» DATA TO PROCESS
============================================================
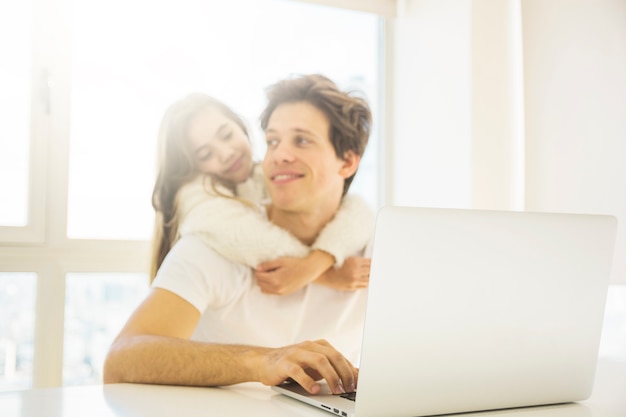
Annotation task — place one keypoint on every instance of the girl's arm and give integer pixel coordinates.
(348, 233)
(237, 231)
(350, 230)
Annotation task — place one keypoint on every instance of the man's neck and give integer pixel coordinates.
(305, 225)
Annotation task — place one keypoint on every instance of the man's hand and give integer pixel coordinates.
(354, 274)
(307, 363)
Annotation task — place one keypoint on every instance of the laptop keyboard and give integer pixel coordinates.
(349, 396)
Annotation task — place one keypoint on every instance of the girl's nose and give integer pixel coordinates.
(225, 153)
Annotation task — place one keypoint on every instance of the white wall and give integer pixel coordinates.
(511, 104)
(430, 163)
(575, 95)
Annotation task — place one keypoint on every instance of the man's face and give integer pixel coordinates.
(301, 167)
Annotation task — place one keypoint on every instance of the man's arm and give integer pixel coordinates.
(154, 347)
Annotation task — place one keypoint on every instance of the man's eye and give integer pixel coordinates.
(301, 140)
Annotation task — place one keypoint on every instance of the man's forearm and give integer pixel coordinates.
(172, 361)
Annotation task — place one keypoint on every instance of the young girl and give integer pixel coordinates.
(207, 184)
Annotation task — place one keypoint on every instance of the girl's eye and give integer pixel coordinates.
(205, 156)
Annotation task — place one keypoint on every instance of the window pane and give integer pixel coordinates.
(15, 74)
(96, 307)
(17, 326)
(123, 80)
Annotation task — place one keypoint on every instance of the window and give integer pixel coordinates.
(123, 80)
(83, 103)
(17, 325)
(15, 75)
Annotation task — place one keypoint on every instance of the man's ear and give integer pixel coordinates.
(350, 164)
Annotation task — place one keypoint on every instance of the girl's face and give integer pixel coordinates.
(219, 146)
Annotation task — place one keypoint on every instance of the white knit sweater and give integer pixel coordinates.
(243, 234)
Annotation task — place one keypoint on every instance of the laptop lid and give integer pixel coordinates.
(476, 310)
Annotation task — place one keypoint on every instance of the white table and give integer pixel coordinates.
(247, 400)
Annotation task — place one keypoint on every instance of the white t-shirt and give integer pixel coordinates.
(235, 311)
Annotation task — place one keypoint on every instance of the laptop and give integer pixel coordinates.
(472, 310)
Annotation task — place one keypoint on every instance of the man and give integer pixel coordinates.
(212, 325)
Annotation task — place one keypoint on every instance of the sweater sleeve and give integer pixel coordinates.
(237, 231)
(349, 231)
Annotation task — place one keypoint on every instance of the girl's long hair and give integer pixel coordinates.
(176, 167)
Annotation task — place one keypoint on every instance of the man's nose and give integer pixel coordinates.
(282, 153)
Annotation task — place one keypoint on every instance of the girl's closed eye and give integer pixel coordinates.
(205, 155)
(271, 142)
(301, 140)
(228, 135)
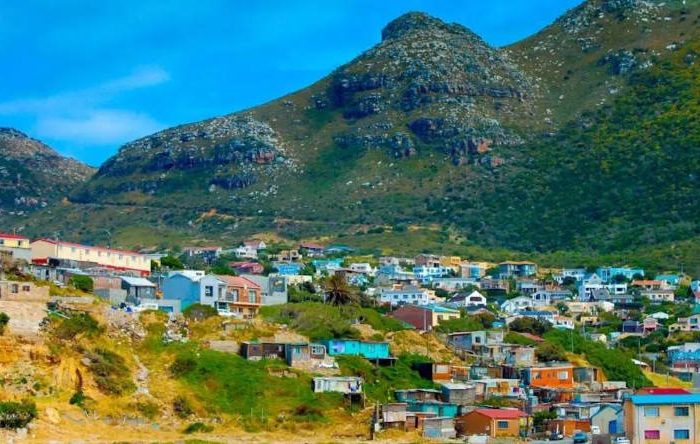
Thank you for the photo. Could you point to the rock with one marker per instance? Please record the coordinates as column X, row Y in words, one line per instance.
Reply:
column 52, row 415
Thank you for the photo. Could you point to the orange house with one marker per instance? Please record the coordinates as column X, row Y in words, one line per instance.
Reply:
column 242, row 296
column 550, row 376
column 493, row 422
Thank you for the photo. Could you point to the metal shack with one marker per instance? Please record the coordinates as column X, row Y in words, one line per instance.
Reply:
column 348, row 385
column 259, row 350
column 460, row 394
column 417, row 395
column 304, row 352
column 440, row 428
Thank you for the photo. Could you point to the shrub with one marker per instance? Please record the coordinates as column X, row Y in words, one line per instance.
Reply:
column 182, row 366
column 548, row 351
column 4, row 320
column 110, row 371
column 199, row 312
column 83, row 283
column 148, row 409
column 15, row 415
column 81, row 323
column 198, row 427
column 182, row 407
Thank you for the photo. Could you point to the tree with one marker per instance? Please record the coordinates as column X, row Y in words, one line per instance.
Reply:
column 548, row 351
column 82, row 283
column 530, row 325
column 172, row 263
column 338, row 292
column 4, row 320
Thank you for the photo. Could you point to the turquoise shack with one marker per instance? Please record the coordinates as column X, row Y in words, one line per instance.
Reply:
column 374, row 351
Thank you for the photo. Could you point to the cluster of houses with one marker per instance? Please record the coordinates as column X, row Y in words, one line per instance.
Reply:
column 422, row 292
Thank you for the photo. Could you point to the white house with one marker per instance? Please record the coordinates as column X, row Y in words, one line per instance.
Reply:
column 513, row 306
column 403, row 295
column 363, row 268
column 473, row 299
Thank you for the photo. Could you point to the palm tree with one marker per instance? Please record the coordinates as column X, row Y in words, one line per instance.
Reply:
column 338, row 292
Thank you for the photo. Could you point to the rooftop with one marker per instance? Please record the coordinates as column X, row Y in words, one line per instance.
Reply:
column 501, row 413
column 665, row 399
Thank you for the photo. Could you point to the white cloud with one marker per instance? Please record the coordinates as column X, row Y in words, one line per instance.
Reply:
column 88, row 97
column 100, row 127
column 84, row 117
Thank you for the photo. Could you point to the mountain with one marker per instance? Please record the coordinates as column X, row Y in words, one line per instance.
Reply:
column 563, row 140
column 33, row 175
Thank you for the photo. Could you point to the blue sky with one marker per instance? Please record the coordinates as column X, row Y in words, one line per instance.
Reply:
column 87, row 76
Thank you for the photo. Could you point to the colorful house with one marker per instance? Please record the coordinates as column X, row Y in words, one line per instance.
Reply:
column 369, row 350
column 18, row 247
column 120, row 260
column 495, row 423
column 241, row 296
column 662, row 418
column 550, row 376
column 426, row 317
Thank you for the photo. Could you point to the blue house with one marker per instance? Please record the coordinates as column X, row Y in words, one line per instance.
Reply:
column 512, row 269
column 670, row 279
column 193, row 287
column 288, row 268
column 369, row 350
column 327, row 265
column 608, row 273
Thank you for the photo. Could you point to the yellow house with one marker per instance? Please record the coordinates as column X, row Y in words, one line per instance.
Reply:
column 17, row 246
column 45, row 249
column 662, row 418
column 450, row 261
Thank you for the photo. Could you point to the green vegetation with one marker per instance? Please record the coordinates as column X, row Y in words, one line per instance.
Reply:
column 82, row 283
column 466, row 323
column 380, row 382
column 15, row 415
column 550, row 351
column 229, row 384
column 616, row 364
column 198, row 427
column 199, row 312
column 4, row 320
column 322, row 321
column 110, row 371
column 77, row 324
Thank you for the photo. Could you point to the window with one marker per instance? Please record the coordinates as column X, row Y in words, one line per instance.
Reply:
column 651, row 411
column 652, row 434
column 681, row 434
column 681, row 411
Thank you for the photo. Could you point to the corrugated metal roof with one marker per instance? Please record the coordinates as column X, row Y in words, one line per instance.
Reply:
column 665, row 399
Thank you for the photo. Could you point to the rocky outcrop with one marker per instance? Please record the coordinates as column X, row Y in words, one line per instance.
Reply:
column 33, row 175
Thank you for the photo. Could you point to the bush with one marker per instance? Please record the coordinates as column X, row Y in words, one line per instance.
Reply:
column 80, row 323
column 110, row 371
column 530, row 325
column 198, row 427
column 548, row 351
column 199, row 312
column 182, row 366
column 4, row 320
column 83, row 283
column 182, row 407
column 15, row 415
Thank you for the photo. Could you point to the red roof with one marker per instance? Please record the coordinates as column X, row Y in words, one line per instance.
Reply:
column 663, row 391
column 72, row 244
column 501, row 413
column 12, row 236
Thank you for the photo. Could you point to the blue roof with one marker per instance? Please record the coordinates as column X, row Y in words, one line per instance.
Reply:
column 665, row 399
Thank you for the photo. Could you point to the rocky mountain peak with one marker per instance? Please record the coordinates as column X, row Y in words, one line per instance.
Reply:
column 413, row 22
============================================================
» WHAT IS BEING ASKED
Count the lines of the listing above in which the word "metal" appears; state only the count.

» SOLUTION
2